### To do
Repeat all of the material exactly as given.

____ Records provided

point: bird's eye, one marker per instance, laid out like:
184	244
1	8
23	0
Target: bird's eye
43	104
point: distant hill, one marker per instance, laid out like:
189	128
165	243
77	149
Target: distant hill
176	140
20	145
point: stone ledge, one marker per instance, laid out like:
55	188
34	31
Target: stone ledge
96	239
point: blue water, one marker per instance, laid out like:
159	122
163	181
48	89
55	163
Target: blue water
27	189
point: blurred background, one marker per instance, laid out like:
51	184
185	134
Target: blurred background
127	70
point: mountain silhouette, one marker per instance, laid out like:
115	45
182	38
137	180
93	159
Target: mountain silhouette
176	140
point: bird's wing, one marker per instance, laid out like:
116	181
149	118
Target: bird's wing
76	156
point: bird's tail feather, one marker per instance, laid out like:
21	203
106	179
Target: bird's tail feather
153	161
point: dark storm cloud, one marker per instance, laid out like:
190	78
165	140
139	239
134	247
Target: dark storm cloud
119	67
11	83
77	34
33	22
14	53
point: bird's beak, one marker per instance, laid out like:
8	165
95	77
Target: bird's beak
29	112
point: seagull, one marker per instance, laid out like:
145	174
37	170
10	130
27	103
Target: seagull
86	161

________

### Exercise response
point: bird's eye, one marker per instance, laid out like:
184	244
1	8
23	0
Target: bird's eye
43	104
point: distant hill, one marker per instance, laid out like:
189	128
165	243
77	149
Target: distant hill
176	140
20	145
point: stone ledge, one marker per instance, laid out like:
55	188
34	31
Target: stone ledge
96	239
point: blue water, one marker per instance, laid out like:
159	122
163	181
48	89
55	163
Target: blue water
27	189
point: blurred background, one marker per instance, laid out like:
51	184
185	134
Target: blurred background
127	70
point: mountain silhouette, one marker per instance, laid out like:
115	45
182	38
137	180
93	159
Target: mountain silhouette
176	140
point: bird's wing, one marker per instance, laid out like:
116	181
149	118
Target: bird's wing
76	156
point: bird's tail feather, one marker per instance, laid out like:
21	203
106	179
Target: bird's tail feather
153	161
point: dark storm cloud, one marker per instance, laid out like:
190	78
165	140
139	239
134	247
Target: dark storm cloud
119	67
11	83
77	34
33	22
14	53
point: bird's beak, one marker per instance, laid out like:
8	165
95	77
Target: bird's beak
29	112
point: seagull, one marker per instance, laid out like:
145	174
37	170
10	130
27	103
Target: seagull
86	161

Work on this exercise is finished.